··· Documento de origem
O percentual de retenção deve ser sempre calculado tendo por base o valor efetivamente pago pelo comprador, sendo abusiva cláusula contratual que estabeleça uma retenção tendo como base o valor do contrato ou pior, o valor de mercado do imóvel.
Segundo entendimento dos Tribunais, a retenção cabível para a vendedora operacionalizar em caso de distrato ou rescisão motivada por ato do comprador, onde este sequer tomou posse do imóvel, é de 10% (dez por cento) a até 20% (vinte por cento), no máximo e dependendo de cada caso.
Rescisão Contratual Judicial
Importante destacar que caso o comprador de imóvel na planta não obtenha sucesso no distrato amigável com o vendedor (incorporadora/construtora), poderá se socorrer ao Poder Judiciário.
Nesse cenário da rescisão judicial aplicam-se os mesmos termos das causas acima, ou seja, se a rescisão se dá por culpa do vendedor, o comprador tem direito à restituição integral dos valores pagos, acrescidos de correção monetária desde cada pagamento e juros legais de 1% ao mês até a efetiva restituição.
······
··· Dados extraídos
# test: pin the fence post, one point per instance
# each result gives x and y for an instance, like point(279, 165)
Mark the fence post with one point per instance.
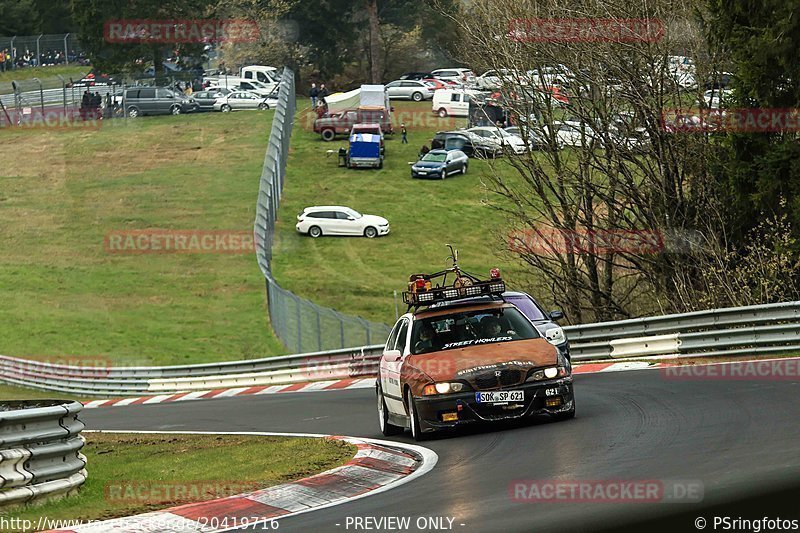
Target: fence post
point(41, 94)
point(299, 324)
point(319, 329)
······
- _Objetivo do exercício_
Segundo o texto sobre o distrato de imóvel na planta, qual é a retenção que os Tribunais consideram cabível para a vendedora quando a rescisão é motivada pelo comprador e ele nem sequer tomou posse do imóvel? Os itens não são necessários para esta atividade.

- _Resposta à tarefa_
A retenção cabível vai de 10% (dez por cento) a até 20% (vinte por cento), no máximo, e depende de cada caso.